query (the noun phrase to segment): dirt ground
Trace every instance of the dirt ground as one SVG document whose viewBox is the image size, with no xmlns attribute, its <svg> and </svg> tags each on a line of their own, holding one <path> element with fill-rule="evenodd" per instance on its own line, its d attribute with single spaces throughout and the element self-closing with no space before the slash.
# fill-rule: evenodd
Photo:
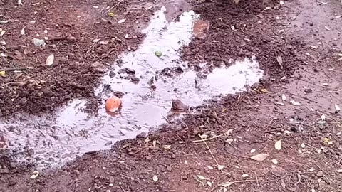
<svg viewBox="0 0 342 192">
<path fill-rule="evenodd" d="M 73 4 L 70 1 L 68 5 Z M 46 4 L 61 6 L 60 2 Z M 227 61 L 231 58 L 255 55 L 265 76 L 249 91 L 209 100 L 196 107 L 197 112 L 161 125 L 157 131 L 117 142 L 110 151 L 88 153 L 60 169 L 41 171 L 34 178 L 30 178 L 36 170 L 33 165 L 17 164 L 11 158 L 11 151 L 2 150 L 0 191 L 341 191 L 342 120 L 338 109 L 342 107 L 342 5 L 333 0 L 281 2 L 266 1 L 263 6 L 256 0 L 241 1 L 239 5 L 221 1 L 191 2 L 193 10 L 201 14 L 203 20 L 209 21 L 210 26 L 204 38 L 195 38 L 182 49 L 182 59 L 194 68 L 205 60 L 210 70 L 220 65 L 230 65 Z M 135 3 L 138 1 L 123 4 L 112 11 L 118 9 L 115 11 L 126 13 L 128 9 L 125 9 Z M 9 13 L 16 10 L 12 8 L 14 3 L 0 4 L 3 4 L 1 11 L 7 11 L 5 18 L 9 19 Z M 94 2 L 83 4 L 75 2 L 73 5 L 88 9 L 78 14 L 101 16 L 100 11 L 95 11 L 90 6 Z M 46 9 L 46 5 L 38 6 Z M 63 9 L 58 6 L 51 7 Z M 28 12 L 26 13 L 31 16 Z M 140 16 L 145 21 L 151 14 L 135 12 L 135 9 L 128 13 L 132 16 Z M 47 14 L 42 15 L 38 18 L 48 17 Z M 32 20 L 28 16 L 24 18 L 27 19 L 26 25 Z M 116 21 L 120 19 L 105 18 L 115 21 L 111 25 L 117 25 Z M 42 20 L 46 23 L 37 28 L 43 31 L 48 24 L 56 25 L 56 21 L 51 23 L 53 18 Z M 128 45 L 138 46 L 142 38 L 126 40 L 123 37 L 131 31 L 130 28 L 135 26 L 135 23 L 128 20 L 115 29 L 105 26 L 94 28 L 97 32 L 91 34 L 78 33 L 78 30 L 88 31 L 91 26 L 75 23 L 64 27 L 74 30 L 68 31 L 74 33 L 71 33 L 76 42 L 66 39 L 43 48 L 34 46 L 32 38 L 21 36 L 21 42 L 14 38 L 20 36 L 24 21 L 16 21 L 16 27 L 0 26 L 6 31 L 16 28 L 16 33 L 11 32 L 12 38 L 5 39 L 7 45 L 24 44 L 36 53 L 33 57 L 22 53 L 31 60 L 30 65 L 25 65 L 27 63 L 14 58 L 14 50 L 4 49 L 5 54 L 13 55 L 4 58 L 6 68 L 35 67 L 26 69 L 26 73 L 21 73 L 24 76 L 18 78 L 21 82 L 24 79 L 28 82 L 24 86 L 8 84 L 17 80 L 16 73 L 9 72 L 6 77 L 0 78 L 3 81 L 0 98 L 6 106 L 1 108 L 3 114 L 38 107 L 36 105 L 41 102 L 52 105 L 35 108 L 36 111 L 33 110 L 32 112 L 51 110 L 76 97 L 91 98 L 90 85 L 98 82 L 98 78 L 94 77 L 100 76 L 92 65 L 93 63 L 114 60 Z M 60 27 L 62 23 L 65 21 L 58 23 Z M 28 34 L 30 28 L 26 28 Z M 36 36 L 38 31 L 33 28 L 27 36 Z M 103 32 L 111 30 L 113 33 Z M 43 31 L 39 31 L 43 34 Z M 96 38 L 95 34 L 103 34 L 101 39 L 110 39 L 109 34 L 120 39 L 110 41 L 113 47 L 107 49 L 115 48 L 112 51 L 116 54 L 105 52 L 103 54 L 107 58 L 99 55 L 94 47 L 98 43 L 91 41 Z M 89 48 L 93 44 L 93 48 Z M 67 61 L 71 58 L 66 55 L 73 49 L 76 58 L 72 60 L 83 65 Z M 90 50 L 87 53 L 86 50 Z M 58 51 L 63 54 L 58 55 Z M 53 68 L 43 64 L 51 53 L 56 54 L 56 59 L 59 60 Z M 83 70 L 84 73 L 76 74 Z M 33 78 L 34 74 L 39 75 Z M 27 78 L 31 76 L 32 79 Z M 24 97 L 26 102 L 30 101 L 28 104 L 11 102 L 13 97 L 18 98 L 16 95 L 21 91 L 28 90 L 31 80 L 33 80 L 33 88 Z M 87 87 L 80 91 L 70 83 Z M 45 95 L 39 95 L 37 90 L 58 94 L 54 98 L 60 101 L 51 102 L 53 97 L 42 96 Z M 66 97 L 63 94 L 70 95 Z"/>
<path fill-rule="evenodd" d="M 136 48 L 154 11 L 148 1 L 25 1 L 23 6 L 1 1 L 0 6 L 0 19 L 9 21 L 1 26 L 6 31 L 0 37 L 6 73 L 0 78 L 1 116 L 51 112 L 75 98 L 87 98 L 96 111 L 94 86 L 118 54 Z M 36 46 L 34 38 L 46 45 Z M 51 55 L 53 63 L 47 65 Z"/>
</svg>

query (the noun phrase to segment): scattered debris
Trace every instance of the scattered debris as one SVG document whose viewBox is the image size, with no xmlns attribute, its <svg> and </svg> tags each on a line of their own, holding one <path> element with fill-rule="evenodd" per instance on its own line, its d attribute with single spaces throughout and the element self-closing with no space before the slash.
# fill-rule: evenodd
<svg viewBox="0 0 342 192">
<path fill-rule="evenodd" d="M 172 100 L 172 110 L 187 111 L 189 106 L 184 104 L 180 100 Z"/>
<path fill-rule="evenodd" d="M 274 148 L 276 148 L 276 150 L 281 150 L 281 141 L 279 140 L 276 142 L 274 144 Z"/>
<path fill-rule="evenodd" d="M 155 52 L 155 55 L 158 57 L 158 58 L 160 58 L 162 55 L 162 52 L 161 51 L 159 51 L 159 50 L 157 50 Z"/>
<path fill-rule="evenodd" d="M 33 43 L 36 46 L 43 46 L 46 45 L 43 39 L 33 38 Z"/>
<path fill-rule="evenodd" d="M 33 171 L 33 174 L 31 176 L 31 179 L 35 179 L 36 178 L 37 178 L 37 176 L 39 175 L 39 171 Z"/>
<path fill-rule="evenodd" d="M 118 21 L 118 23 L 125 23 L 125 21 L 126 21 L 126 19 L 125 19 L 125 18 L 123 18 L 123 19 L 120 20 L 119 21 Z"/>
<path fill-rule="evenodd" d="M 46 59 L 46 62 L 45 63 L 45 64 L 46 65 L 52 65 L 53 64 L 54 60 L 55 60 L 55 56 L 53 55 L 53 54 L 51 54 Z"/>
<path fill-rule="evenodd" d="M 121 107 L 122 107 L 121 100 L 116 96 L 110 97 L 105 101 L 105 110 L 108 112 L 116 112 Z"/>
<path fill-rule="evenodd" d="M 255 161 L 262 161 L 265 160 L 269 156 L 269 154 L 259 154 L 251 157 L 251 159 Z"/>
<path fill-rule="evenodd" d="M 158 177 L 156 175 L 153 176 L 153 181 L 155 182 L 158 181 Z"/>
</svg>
○ ○ ○
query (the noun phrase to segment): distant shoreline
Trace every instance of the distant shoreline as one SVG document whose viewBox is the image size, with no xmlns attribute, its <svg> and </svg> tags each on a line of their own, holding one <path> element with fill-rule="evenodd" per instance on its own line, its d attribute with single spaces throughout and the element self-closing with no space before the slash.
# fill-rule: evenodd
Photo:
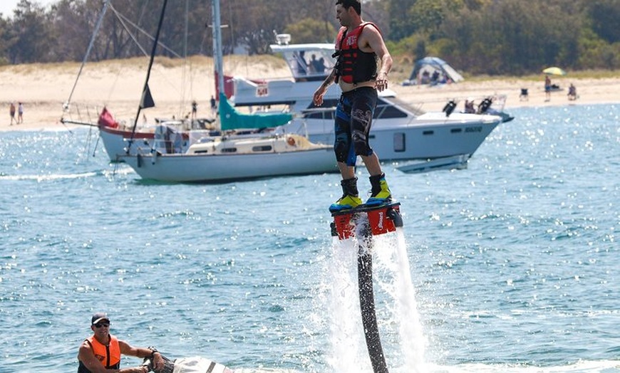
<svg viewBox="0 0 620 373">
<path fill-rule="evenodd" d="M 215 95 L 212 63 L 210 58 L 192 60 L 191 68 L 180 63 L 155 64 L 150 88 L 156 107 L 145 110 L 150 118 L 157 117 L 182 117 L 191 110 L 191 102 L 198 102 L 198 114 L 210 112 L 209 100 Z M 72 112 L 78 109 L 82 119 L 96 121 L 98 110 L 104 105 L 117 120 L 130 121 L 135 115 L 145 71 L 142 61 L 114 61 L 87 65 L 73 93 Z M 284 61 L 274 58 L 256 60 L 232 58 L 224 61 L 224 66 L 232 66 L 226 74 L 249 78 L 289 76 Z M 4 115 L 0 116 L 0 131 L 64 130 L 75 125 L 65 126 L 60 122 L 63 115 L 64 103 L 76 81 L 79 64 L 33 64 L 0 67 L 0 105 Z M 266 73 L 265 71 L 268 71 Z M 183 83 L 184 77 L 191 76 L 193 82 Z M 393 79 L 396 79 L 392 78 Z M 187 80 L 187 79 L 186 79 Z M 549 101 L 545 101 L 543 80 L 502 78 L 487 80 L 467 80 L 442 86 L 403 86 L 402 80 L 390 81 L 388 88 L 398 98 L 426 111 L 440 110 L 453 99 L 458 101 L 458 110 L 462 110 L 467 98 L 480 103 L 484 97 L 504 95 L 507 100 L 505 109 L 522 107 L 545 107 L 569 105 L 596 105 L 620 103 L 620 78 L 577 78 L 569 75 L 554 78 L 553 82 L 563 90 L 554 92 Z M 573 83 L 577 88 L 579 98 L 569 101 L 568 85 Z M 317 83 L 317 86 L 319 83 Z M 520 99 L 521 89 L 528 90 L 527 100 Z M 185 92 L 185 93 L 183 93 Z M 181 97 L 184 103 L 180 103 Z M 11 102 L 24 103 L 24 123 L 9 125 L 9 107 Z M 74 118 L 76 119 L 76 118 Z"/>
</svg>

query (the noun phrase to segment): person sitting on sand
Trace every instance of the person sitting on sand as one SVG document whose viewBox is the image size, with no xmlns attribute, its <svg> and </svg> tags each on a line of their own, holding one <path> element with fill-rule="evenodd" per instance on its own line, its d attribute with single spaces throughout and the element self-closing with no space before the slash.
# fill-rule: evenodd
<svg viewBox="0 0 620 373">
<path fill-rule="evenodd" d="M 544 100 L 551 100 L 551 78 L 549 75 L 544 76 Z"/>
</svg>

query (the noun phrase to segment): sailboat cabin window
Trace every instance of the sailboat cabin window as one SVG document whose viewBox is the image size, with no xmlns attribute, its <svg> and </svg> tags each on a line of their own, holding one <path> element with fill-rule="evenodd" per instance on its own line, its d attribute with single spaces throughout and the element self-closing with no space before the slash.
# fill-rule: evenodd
○ ○ ○
• GIVEN EXERCISE
Copy out every line of the material above that contains the word 'single'.

• RESULT
Trace every instance of the dirt ground as one SVG document whose viewBox is the image size, with no xmlns attribute, its <svg> and </svg> tags each on a line of their own, holding one <path> element with fill-rule="evenodd" per instance on its own line, its d attribute with single spaces throughout and the element self-closing with no space before the slash.
Trace every instance of the scattered debris as one SVG document whose viewBox is the image size, with no xmlns attribute, its <svg> and </svg> tags each on a line of their own, holding one <path> element with fill-rule="evenodd" per instance on its own line, its d attribute with single spaces throughout and the element self-closing with no space before the slash.
Trace every instance of the distant shoreline as one SVG document whose viewBox is the image size, with no xmlns attribute, its <svg> and </svg> tags each on a line of their own, holding one <path> element with fill-rule="evenodd" per instance on its own line, its d attribute with single spaces throughout and the element self-closing with no space before the slash.
Trace every instance of the person sitting on sand as one SVG document whose viewBox is the image size, with no xmlns attribute, its <svg> and </svg> tags each on a line of their own, holding one <path> element with fill-rule="evenodd" per instance on its own line, its d attribute with single spaces throughout and the element self-closing with no space before the slash.
Trace every instance of the sailboat cabin window as one SVG document whose viewBox is the image size, with no xmlns attribute, its <svg> and </svg> tags each on a line of their own, holding one <path> element with fill-rule="evenodd" per instance on its own line, its d attribute with single spaces throughout and the element self-closing with no space before the slash.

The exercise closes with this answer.